(Items stored from a collection)
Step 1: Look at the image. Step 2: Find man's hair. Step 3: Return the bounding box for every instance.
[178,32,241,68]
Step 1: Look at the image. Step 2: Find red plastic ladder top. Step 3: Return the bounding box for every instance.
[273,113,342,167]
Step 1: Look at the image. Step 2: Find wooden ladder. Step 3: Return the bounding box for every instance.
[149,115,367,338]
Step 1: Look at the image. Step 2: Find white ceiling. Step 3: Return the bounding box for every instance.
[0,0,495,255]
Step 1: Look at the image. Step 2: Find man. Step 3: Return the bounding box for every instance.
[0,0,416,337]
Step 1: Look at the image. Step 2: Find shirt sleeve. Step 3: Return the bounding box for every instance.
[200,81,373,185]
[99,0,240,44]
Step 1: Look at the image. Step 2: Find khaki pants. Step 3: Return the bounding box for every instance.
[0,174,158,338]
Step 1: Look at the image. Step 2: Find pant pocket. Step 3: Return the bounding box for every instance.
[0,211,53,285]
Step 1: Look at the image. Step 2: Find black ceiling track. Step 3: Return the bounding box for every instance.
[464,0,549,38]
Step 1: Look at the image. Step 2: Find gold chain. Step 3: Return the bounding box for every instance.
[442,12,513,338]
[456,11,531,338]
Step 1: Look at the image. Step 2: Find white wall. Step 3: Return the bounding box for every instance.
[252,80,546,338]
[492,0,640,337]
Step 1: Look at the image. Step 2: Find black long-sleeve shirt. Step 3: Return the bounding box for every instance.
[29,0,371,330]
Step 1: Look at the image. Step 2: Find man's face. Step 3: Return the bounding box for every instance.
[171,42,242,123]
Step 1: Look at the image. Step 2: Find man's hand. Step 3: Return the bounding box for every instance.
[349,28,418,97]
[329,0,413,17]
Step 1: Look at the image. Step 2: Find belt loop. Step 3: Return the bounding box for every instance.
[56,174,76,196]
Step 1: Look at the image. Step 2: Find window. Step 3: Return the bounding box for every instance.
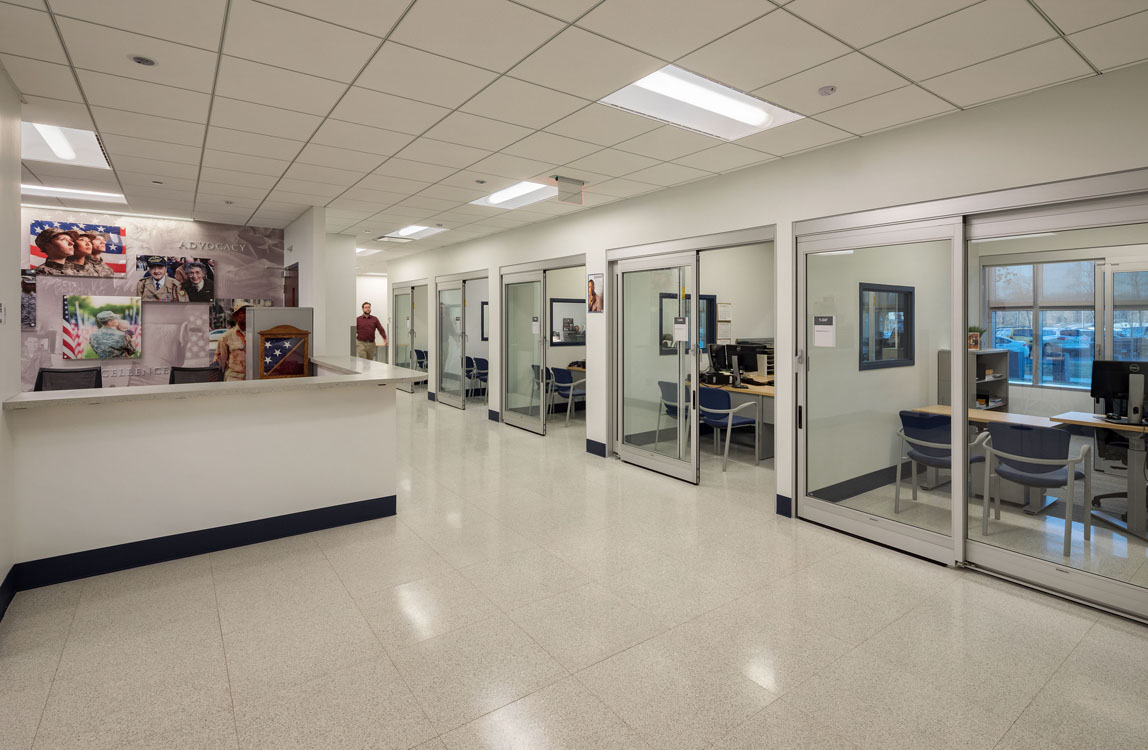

* Given instruction *
Reproduce all of the records above word for word, omitting the pictures.

* Exercise output *
Step 1: Look at the image. Step 2: Find man's hair. Step 3: Return the bounding box for every instance.
[178,32,241,68]
Step 1: Look at the image. Step 2: Find red plastic ladder top. Step 3: Return the bounding box for every instance.
[273,113,342,167]
Step 1: Look at the image. Step 2: Find wooden ladder. Step 3: Return the bounding box for every instance.
[149,115,367,338]
Step 1: Look at the image. Step 2: Find white ceiling. Step 3: Return the bounding box for every instance.
[0,0,495,255]
Step 1: Look at the image. Step 2: Find man. Step 3: Return the bounding box for every instance.
[0,0,416,337]
Step 1: Look at the image. Step 2: Find shirt sleeve. Step 3: Return the bounding box for every instance.
[200,81,373,185]
[99,0,240,44]
Step 1: Look at the image. Step 2: Find khaki pants. Step 3: Return the bounding box for every instance.
[0,174,158,338]
Step 1: Look at the image. Step 2: Find pant pocket. Step 3: Return the bounding box for every instance.
[0,211,53,285]
Step 1: Look at the image. Step 2: Find black ceiling track. Step 3: Return the bounding box for every instance.
[464,0,549,38]
Step 1: Look at the image. Step 2: Find gold chain. Step 3: Return the bounding box for every instance.
[442,12,513,338]
[456,11,531,338]
Step 1: Look at the image. Step 2: Find white wall. Step 3: Return the bounding box for every instance.
[252,80,546,338]
[492,0,640,337]
Step 1: Look at the image. Step 2: Find black long-sleeve shirt. Step 3: Return the bounding box for every instance.
[29,0,371,330]
Step 1: Look at the image. Step 2: Find man's face. Step 3: Return the bounding box for every instance.
[171,42,242,123]
Step 1: Look at the image. Step 2: Find man's hand. Step 3: Return the bounding box for every instance.
[349,28,418,97]
[329,0,413,17]
Step 1: Look at the image. Step 2: Find belt loop. Step 3: Return the bounding box for every instance.
[56,174,76,196]
Step 1: Look at the image. Step 2: Find window. Step 3: Return the bounding box for every instance.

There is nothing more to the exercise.